**Exercise aim**
Count the lines in the rows below that contain the string "beam". Reply with that number alone.

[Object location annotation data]
---

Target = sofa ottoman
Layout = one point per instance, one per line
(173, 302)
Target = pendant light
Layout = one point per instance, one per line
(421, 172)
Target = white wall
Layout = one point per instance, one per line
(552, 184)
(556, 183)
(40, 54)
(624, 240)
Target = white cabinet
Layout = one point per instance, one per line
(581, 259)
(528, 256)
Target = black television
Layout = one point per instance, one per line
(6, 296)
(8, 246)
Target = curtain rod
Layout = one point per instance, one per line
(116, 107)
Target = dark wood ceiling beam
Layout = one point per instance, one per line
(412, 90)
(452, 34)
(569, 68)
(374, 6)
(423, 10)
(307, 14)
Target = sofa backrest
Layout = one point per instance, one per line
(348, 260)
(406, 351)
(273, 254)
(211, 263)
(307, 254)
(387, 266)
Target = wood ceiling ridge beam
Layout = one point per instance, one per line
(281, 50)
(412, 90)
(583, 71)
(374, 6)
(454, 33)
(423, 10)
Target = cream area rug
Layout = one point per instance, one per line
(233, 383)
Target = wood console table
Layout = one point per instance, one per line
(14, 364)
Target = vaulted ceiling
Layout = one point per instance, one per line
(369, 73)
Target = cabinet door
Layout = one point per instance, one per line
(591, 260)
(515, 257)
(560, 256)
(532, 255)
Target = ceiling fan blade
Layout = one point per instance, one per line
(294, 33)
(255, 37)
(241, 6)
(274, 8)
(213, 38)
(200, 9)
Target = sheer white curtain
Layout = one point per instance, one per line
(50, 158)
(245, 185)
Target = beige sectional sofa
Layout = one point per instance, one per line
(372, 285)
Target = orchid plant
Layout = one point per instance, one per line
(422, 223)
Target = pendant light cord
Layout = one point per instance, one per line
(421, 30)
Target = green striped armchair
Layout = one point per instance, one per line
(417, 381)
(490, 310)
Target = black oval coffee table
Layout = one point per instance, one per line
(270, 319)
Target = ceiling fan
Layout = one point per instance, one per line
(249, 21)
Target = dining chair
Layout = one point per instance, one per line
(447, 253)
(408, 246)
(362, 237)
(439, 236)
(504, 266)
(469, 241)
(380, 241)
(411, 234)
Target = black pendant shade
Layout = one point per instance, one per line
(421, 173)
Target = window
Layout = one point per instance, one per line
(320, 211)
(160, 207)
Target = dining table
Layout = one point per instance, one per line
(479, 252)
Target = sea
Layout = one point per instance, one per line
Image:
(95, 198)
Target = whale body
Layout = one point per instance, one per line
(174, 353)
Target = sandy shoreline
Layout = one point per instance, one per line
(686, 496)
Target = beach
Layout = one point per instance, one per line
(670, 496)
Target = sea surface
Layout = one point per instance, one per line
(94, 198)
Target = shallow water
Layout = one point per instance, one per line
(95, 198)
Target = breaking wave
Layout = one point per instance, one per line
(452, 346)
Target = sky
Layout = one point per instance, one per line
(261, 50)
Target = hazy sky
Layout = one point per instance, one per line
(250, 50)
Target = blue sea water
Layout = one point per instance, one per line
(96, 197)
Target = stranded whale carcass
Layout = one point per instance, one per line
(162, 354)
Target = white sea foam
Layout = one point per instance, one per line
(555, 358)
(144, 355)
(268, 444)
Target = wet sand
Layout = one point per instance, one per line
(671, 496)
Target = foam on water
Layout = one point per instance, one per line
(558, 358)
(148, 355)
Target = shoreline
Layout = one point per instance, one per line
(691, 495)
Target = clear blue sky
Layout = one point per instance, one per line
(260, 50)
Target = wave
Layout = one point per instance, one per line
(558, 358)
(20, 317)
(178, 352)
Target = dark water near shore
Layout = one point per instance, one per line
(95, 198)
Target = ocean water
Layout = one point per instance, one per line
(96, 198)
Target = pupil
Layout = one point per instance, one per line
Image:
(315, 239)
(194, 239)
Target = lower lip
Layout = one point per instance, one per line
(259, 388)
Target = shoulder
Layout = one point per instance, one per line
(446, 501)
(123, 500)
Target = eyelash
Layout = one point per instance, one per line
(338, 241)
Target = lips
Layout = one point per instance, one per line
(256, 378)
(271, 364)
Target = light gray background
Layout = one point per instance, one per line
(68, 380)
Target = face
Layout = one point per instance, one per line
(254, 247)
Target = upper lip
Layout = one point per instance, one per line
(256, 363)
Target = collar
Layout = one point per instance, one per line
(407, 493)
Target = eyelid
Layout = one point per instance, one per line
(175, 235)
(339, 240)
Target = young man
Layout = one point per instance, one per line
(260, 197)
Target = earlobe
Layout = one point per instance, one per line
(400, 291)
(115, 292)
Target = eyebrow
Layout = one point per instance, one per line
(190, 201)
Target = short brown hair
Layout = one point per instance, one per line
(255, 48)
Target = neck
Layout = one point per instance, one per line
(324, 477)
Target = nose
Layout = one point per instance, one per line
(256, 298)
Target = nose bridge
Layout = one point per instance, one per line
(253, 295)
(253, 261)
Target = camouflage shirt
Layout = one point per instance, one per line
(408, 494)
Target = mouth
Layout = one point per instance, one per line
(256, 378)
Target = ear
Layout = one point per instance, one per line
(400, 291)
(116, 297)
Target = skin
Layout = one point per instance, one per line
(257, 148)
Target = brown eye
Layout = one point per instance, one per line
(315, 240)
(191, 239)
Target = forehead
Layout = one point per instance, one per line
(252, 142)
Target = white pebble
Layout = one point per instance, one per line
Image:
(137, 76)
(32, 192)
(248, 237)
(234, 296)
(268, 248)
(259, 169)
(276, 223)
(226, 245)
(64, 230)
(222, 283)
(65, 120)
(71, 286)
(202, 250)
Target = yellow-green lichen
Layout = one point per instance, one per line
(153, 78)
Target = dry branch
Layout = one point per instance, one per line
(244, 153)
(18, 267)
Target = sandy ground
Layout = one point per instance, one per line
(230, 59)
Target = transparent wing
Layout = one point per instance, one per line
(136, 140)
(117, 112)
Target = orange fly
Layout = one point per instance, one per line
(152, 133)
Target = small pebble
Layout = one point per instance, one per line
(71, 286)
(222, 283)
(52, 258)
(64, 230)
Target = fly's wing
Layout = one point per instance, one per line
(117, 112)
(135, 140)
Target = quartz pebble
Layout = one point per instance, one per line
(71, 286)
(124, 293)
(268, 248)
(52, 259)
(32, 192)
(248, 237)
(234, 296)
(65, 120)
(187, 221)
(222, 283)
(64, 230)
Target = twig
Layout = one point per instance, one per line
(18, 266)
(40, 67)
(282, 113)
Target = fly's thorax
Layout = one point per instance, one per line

---

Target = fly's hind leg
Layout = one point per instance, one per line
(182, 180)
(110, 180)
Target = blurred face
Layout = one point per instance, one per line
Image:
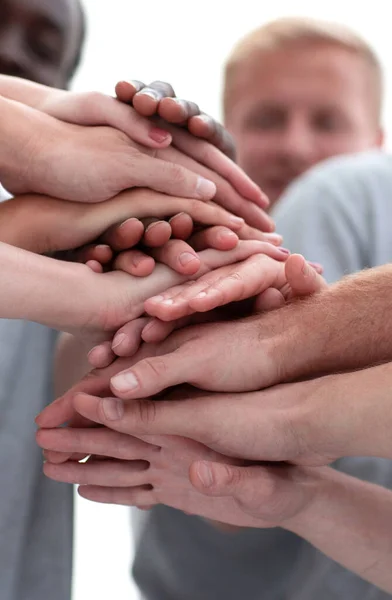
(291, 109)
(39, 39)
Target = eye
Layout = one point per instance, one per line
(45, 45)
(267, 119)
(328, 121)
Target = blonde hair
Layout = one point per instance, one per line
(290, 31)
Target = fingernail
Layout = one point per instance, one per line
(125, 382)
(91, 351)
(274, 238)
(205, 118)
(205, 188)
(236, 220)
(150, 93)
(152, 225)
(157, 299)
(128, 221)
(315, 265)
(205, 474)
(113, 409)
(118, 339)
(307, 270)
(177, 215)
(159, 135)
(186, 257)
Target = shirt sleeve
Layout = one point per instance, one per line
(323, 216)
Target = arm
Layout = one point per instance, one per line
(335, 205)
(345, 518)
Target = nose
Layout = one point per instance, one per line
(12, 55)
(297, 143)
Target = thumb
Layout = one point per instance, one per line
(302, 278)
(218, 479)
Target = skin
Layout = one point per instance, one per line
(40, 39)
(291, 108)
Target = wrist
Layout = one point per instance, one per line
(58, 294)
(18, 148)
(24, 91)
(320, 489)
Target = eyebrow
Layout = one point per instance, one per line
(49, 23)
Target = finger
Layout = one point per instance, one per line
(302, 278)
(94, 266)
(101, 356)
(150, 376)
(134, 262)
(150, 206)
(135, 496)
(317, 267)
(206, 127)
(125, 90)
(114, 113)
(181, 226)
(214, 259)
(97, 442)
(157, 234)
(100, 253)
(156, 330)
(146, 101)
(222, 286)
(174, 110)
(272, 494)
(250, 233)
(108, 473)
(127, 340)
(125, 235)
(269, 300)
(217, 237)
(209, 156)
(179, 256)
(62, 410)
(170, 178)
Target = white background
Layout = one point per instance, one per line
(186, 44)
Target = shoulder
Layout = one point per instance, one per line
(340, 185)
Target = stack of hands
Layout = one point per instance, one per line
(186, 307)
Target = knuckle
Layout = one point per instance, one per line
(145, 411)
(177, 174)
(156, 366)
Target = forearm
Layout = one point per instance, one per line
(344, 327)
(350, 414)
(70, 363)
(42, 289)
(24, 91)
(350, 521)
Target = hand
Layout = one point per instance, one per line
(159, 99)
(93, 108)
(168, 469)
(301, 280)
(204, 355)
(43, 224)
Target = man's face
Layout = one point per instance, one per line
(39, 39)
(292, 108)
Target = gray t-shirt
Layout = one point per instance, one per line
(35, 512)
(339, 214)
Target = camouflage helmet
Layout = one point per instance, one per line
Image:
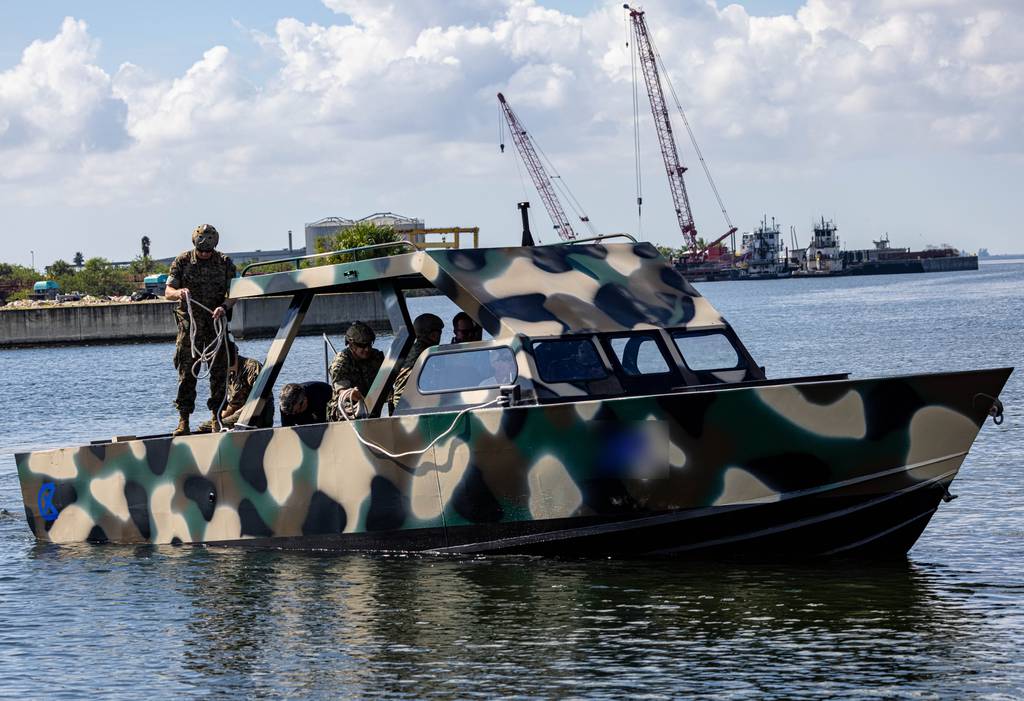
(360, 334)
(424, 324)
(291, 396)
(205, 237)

---

**Finished answer**
2